[start RECORDS TO PROCESS]

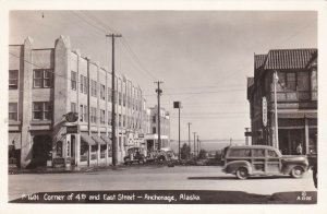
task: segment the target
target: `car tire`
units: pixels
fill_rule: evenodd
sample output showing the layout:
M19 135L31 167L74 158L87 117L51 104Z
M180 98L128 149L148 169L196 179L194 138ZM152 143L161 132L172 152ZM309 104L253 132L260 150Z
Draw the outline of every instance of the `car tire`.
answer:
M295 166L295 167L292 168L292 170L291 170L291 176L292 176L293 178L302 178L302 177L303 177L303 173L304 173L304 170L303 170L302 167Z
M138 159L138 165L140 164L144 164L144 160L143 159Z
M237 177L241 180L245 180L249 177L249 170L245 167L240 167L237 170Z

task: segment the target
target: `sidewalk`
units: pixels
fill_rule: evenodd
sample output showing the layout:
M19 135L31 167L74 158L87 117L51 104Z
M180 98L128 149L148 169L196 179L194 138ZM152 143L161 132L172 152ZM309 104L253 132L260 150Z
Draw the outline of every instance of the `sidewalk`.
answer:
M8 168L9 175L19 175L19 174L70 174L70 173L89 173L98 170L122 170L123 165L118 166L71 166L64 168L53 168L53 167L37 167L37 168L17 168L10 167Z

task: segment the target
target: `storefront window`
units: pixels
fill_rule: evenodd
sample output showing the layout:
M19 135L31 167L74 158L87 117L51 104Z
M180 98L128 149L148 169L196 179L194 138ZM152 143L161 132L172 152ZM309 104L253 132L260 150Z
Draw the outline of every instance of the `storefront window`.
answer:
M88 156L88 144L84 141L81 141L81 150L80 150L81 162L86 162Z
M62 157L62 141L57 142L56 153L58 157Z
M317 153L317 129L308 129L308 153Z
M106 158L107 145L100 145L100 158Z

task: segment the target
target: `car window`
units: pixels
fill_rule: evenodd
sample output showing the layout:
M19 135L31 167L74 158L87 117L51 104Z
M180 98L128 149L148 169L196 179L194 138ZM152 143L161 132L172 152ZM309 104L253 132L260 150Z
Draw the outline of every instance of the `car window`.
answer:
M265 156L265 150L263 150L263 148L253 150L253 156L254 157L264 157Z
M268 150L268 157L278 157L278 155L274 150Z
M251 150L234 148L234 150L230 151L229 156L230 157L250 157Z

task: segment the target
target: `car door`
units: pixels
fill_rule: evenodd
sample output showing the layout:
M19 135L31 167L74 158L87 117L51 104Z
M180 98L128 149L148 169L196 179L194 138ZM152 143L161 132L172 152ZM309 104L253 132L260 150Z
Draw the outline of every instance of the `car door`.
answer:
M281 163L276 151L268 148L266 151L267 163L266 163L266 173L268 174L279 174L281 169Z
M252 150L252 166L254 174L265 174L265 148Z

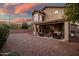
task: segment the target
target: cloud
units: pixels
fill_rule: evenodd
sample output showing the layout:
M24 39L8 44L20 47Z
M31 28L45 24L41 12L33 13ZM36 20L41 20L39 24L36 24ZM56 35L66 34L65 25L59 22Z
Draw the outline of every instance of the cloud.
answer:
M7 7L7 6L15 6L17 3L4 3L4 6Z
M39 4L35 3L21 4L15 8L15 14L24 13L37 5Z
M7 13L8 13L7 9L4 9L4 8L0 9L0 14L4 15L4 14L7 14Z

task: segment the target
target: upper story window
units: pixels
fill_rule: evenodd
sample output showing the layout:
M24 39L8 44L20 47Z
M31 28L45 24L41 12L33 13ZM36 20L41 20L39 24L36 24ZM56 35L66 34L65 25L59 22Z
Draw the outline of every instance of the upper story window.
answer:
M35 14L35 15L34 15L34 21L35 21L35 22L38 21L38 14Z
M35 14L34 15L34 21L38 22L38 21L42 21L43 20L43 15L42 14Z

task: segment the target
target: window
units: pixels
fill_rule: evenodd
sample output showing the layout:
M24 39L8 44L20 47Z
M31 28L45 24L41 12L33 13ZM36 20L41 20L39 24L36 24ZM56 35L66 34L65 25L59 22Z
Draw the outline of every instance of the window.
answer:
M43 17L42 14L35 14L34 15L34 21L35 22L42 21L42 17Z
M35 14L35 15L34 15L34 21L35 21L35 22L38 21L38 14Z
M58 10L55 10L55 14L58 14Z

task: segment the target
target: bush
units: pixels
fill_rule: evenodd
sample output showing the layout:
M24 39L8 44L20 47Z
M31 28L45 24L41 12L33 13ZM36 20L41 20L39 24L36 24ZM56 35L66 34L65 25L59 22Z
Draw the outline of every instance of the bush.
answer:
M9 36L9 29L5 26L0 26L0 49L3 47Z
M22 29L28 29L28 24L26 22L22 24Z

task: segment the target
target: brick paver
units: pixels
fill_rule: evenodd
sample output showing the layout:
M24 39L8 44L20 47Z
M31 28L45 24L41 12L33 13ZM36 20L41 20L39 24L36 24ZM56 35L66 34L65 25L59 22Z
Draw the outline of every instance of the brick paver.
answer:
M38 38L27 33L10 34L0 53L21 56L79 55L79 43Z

[end RECORDS TO PROCESS]

TASK DESCRIPTION: Leave out the pictures and give the listing above again exactly.

FINISHED EXERCISE:
task: segment the target
target: `car tire`
units: pixels
fill_rule: evenodd
sample output showing the layout:
M19 135L31 167L74 158L87 117L51 104Z
M180 98L128 149L148 169L196 179L194 138ZM152 143L161 132L172 152ZM309 104L253 132L260 150Z
Draw the outline of every instance of the `car tire`.
answer:
M295 166L295 167L292 168L292 170L291 170L291 176L292 176L293 178L302 178L302 177L303 177L303 173L304 173L304 170L303 170L302 167Z
M138 159L138 165L140 164L144 164L144 160L143 159Z
M237 177L241 180L245 180L249 177L249 170L245 167L240 167L237 170Z

task: segment the target
target: `sidewalk`
units: pixels
fill_rule: evenodd
sample output showing the layout:
M19 135L31 167L74 158L87 117L51 104Z
M180 98L128 149L148 169L196 179L194 138ZM152 143L161 132L172 152ZM309 104L253 132L260 150Z
Draw the outline of every instance of the `sidewalk`.
answer:
M8 168L9 175L19 175L19 174L70 174L70 173L89 173L98 170L122 170L123 165L118 166L71 166L64 168L53 168L53 167L37 167L37 168L17 168L10 167Z

task: segment the target
target: `storefront window`
units: pixels
fill_rule: evenodd
sample output showing the layout:
M19 135L31 167L74 158L87 117L51 104Z
M180 98L128 149L148 169L196 179L194 138ZM152 143L161 132L172 152ZM309 104L253 132L260 150Z
Draw the outline of every instance of the `storefront window`.
answer:
M88 156L88 144L84 141L81 141L81 150L80 150L81 162L86 162Z
M62 157L62 141L57 142L56 153L58 157Z
M317 153L317 129L308 129L308 153Z
M106 158L107 145L100 145L100 158Z

task: segment the target
target: `car window`
units: pixels
fill_rule: evenodd
sample output showing the layout:
M19 135L31 167L74 158L87 117L51 104Z
M180 98L128 149L148 169L196 179L194 138ZM152 143L161 132L172 152ZM309 104L253 132L260 150Z
Draw the outline of every instance of the `car window`.
answer:
M265 156L265 150L263 150L263 148L253 150L253 156L254 157L264 157Z
M268 150L268 157L278 157L278 155L274 150Z
M251 150L234 148L234 150L230 151L229 156L230 157L250 157Z

task: segment the target
target: `car door`
units: pixels
fill_rule: evenodd
sample output showing the layout:
M19 135L31 167L74 158L87 117L51 104Z
M180 98L128 149L148 169L196 179L194 138ZM152 143L161 132L172 152ZM309 104L253 132L260 150Z
Draw the outline of every instance of the `car door`.
answer:
M281 163L276 151L268 148L266 151L267 163L266 163L266 173L268 174L279 174L281 169Z
M252 150L252 166L254 174L265 174L265 148Z

task: segment the target
target: cloud
units: pixels
fill_rule: evenodd
sample output showing the layout:
M24 39L8 44L20 47Z
M31 28L45 24L41 12L33 13ZM36 20L41 20L39 24L36 24ZM56 35L66 34L65 25L59 22Z
Draw the outline of every instance of the cloud.
answer:
M7 7L7 6L15 6L17 3L4 3L4 6Z
M39 4L35 3L21 4L15 8L15 14L24 13L37 5Z
M7 13L8 13L7 9L4 9L4 8L0 9L0 14L4 15L4 14L7 14Z

task: segment the target
target: upper story window
units: pixels
fill_rule: evenodd
sample output showing the layout:
M24 39L8 44L20 47Z
M31 28L45 24L41 12L33 13ZM36 20L41 20L39 24L36 24ZM56 35L66 34L65 25L59 22Z
Draw the outline of every instance of the upper story window.
answer:
M35 14L35 15L34 15L34 21L35 21L35 22L38 21L38 14Z
M35 14L34 15L34 21L38 22L38 21L42 21L43 20L43 15L42 14Z

task: segment the target
target: window
units: pixels
fill_rule: evenodd
sample output showing the layout:
M24 39L8 44L20 47Z
M31 28L45 24L41 12L33 13ZM36 20L41 20L39 24L36 24ZM56 35L66 34L65 25L59 22Z
Draw the outline of every instance of the window.
answer:
M43 17L42 14L35 14L34 15L34 21L35 22L42 21L42 17Z
M35 14L35 15L34 15L34 21L35 21L35 22L38 21L38 14Z
M58 10L55 10L55 14L58 14Z

task: segment the target
target: bush
units: pixels
fill_rule: evenodd
sample output showing the layout:
M24 39L8 44L20 47Z
M31 28L45 24L41 12L33 13ZM36 20L41 20L39 24L36 24ZM56 35L66 34L65 25L59 22Z
Draw the outline of every instance of the bush.
answer:
M9 36L9 29L5 26L0 26L0 49L3 47Z
M22 29L28 29L28 24L26 22L22 24Z

task: segment the target
target: brick paver
units: pixels
fill_rule: evenodd
sample output showing the layout:
M24 39L8 44L20 47Z
M31 28L45 24L41 12L33 13ZM36 20L41 20L39 24L36 24ZM56 35L66 34L65 25L59 22Z
Draw the outline of every instance of the brick paver.
answer:
M38 38L27 33L10 34L0 53L21 56L79 55L79 43Z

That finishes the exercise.